Provided passage:
Eight months after his “shot heard around the world” won the pennant for the Giants, Bobby Thomson shocked the Cardinals with another walkoff home run.

On June 16, 1952, Thomson hit a grand slam in the bottom of the ninth, erasing a 7-4 Cardinals lead and lifting the Giants to an 8-7 victory at the Polo Grounds in New York.

It was Thomson’s first walkoff home run since his three-run shot in the bottom of the ninth on Oct. 3, 1951, at the Polo Grounds. That home run, against the Dodgers’ Ralph Branca, carried the Giants from a 4-2 deficit to a 5-4 triumph in the decisive game of a playoff series to determine the National League champion. Boxscore and video

Though the walkoff grand slam versus the Cardinals didn’t clinch a championship, it had a magic of its own.

Hit and miss

The Monday afternoon game between the Cardinals and Giants was poorly played. Giants pitchers gave up 16 hits, four walks and hit two batters. The Giants also made three errors. The Cardinals could have had more than a three-run lead entering the ninth, but they hit into five double plays and stranded 10.

Rookie right-hander Eddie Yuhas, working his fifth inning in relief of starter Harry Brecheen, was the Cardinals’ pitcher in the bottom of the ninth. He walked the leadoff batter, Hank Thompson.

George Wilson followed with a line drive. Second baseman Red Schoendienst grabbed it backhanded “with a graceful leap to his right,” the St. Louis Post-Dispatch reported.

Schoendienst whirled and fired to first baseman Dick Sisler in an attempt to nail Hank Thompson, who had ventured far off the bag, but the throw was high and wild. Hank Thompson advanced to second on the error.

The next batter, Davey Williams, grounded sharply to right. Schoendienst broke the wrong way and the ball skipped into the outfield for a single, advancing Hank Thompson to third.

Mix and match

With Whitey Lockman, a left-handed batter, coming up next, Cardinals manager Eddie Stanky wanted a left-hander to pitch. Stanky lifted Yuhas and brought in Bill Werle. Lockman walked, loading the bases and bringing Bobby Thomson to the plate.

A right-handed batter, Thomson was hitless in his last 17 at-bats. Stanky, who eight months earlier was the Giants’ second baseman when Thomson hit his walkoff home run against the Dodgers, wanted a right-hander to face his former teammate.

Stanky brought in rookie Willard Schmidt, who earned a save against the Giants the day before.

To do:
#1 Summarize the account of Bobby Thomson's 1952 walkoff grand slam in two sentences.
#2 Write the next part of the account of Bobby Thomson's 1952 walkoff grand slam, picking up right after the sentence about Stanky bringing in Willard Schmidt.
The material that follows has no connection to the text above.

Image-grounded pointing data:
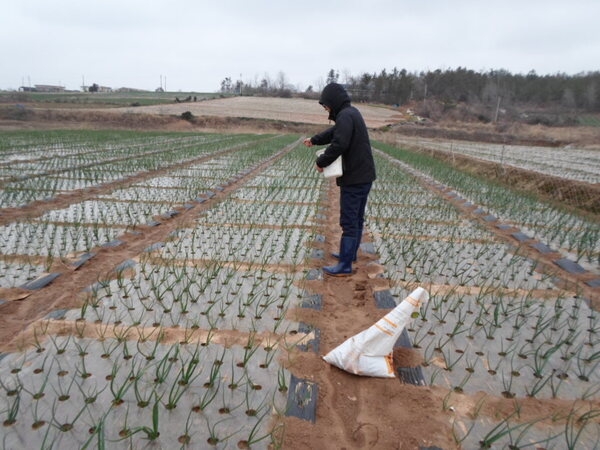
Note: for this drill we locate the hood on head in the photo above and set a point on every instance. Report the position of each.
(335, 97)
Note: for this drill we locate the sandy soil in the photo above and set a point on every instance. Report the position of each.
(288, 110)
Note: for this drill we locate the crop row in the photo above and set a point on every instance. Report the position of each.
(575, 236)
(572, 163)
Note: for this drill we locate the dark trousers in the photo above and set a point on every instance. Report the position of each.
(353, 201)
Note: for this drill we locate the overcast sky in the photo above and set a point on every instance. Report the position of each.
(192, 45)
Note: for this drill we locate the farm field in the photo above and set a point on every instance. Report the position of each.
(163, 290)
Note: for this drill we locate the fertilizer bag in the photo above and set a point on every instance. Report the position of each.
(369, 353)
(334, 169)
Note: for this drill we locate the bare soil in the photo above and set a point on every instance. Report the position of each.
(352, 412)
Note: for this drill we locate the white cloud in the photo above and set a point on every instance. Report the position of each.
(196, 44)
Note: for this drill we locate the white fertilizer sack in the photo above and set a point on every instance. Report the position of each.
(334, 169)
(369, 353)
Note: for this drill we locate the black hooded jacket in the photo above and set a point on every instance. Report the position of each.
(348, 137)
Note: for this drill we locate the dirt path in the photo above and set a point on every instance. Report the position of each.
(352, 412)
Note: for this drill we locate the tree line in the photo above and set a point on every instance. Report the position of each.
(496, 90)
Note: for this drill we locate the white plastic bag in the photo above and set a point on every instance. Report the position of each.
(334, 169)
(369, 353)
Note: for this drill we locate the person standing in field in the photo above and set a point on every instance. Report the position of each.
(350, 139)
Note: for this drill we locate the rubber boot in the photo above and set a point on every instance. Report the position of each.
(347, 252)
(337, 255)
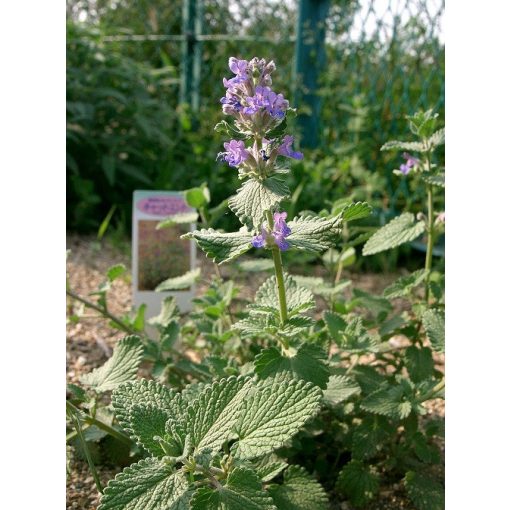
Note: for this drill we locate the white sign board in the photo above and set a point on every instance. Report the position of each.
(160, 254)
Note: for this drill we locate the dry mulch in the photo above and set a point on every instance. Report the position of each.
(89, 344)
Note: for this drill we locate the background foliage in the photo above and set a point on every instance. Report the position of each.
(127, 129)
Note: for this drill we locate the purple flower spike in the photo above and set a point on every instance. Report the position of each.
(280, 231)
(410, 162)
(260, 240)
(235, 153)
(286, 150)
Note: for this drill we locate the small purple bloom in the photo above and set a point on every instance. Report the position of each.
(260, 240)
(286, 150)
(235, 153)
(280, 231)
(410, 162)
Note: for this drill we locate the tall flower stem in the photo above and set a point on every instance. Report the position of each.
(278, 271)
(430, 239)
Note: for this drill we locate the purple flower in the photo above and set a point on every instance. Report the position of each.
(258, 101)
(286, 150)
(235, 153)
(280, 231)
(410, 162)
(240, 69)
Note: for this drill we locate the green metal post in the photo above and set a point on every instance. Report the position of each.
(310, 60)
(191, 58)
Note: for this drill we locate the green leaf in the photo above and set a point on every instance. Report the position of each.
(145, 422)
(356, 211)
(272, 413)
(149, 484)
(299, 491)
(433, 322)
(425, 492)
(350, 336)
(358, 482)
(197, 197)
(419, 363)
(144, 393)
(178, 219)
(266, 299)
(213, 415)
(368, 438)
(307, 363)
(434, 179)
(115, 271)
(269, 467)
(339, 389)
(181, 282)
(314, 234)
(390, 402)
(121, 367)
(405, 284)
(255, 197)
(437, 138)
(243, 491)
(404, 146)
(168, 314)
(256, 265)
(400, 230)
(221, 247)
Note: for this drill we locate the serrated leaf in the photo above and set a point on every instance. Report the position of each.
(390, 402)
(339, 389)
(350, 336)
(243, 491)
(419, 363)
(435, 179)
(121, 367)
(272, 413)
(144, 393)
(184, 281)
(178, 219)
(255, 197)
(298, 298)
(433, 322)
(213, 415)
(400, 230)
(437, 138)
(149, 484)
(368, 438)
(314, 234)
(404, 146)
(115, 271)
(221, 247)
(425, 492)
(299, 491)
(269, 467)
(405, 284)
(358, 482)
(145, 422)
(308, 364)
(256, 265)
(356, 211)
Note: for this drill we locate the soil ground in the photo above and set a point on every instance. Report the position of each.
(89, 344)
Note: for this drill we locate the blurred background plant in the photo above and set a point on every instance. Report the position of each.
(143, 95)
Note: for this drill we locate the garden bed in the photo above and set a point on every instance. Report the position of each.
(90, 343)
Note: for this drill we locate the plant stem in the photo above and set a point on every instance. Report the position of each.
(102, 311)
(430, 240)
(100, 425)
(90, 462)
(278, 271)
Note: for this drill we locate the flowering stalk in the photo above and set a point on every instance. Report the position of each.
(259, 113)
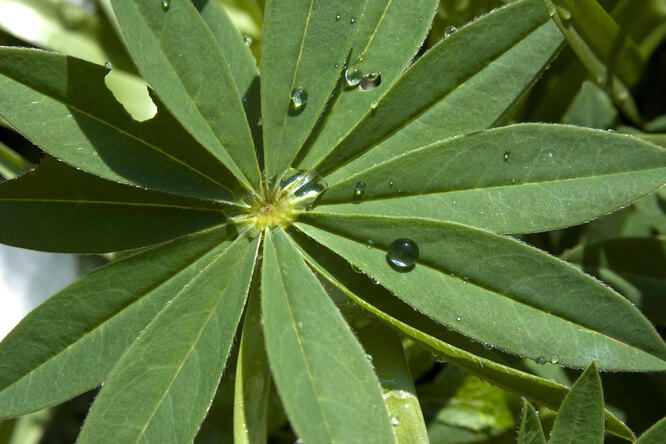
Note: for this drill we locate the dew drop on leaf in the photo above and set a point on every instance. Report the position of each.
(359, 190)
(353, 76)
(299, 98)
(449, 31)
(402, 254)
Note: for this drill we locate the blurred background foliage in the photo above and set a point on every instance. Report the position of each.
(611, 76)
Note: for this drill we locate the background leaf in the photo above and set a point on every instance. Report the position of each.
(58, 208)
(321, 372)
(173, 368)
(76, 336)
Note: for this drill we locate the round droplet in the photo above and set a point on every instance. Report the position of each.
(359, 190)
(299, 98)
(371, 81)
(353, 76)
(402, 254)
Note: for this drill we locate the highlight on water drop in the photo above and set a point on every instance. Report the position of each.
(402, 254)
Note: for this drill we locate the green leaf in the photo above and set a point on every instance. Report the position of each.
(180, 71)
(581, 416)
(384, 346)
(71, 342)
(62, 104)
(535, 177)
(654, 435)
(321, 372)
(167, 378)
(303, 43)
(610, 56)
(253, 378)
(390, 33)
(57, 208)
(505, 293)
(531, 431)
(442, 342)
(442, 95)
(634, 266)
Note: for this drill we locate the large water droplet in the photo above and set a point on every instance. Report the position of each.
(359, 190)
(353, 76)
(299, 98)
(402, 254)
(371, 81)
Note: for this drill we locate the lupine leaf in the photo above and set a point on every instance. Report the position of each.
(173, 368)
(77, 336)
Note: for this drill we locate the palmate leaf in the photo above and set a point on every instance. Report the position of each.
(322, 375)
(191, 87)
(58, 208)
(76, 337)
(516, 179)
(174, 366)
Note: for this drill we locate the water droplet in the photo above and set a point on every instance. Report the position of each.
(353, 76)
(299, 98)
(371, 81)
(359, 190)
(402, 254)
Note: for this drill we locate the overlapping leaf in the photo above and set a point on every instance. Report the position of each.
(173, 368)
(58, 208)
(321, 372)
(71, 342)
(192, 77)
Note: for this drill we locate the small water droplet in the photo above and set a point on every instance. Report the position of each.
(402, 254)
(371, 81)
(299, 98)
(359, 190)
(353, 76)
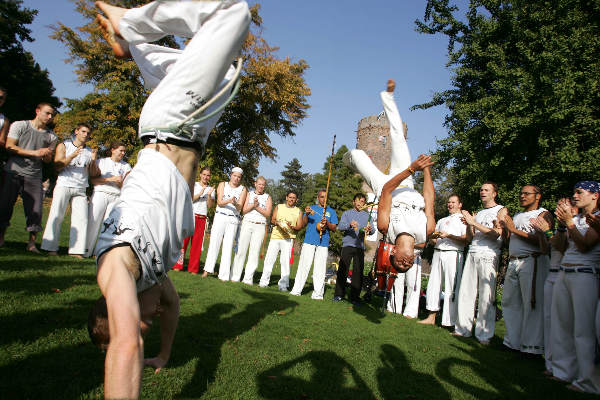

Answer section:
#1 On June 16, 1952, eight months after his pennant-winning home run against the Dodgers, Bobby Thomson hit a bottom-of-the-ninth grand slam at the Polo Grounds that turned a 7-4 Cardinals lead into an 8-7 Giants victory. In a poorly played game, a walk, a wild throw by Red Schoendienst, a single and another walk loaded the bases in the ninth, and Cardinals manager Eddie Stanky changed pitchers twice, finally bringing in rookie Willard Schmidt to face Thomson.

#2
“Thomson and everybody in the park knew Schmidt, with three on base, was not going to go cute,” The Sporting News noted. “He was coming in with the fastball to get the first strike if possible.”

Sure enough, Schmidt’s first pitch was a fastball. Thomson leaned into it “like a man who knew his business,” United Press International reported.

Far and fair

Thomson pulled the pitch down the left field line, “a vicious, high drive,” the Post-Dispatch reported.

The ball curled around the foul pole and “cleared the left field roof, not more than four feet from the foul line,” the New York Daily News noted.

Augie Donatelli, umpiring at third, carefully followed the ball’s track and signaled the ball stayed fair. Cardinals catcher Del Rice argued otherwise, to no avail.

As Thomson circled the bases and approached the plate following the three runners ahead of him, “it looked like Pennant Day all over again,” the Daily News observed. “The entire team was there to greet him, shake his hand and pound his back.”

Schmidt “stood on the mound as though paralyzed,” the Daily News noted. Boxscore

Fantastic feat

Fans and media marveled at Thomson’s knack for delivering dramatic endings.

_ “Yes, children, there is a miracle man,” International News Service wrote as its lead to the game story.

_ “This is an act which cannot be improved.” declared The Sporting News.

_ “Had the game been in a World Series or in a crucial pennant stretch drive, the finish would have been immortalized just as was that golden victory that clinched a pennant for the Giants over Brooklyn last October,” United Press International concluded. “As it was, folks who saw it won’t forget it for a long time.”

In his book “The Giants Win The Pennant,” Thomson said, “I can remember leaving the clubhouse early. I was walking across center field and some diehard fans who were still in the stands gave me a great ovation. I’m sure a lot of them were remembering my homer the year before. It was as if I was continuing the heroics.”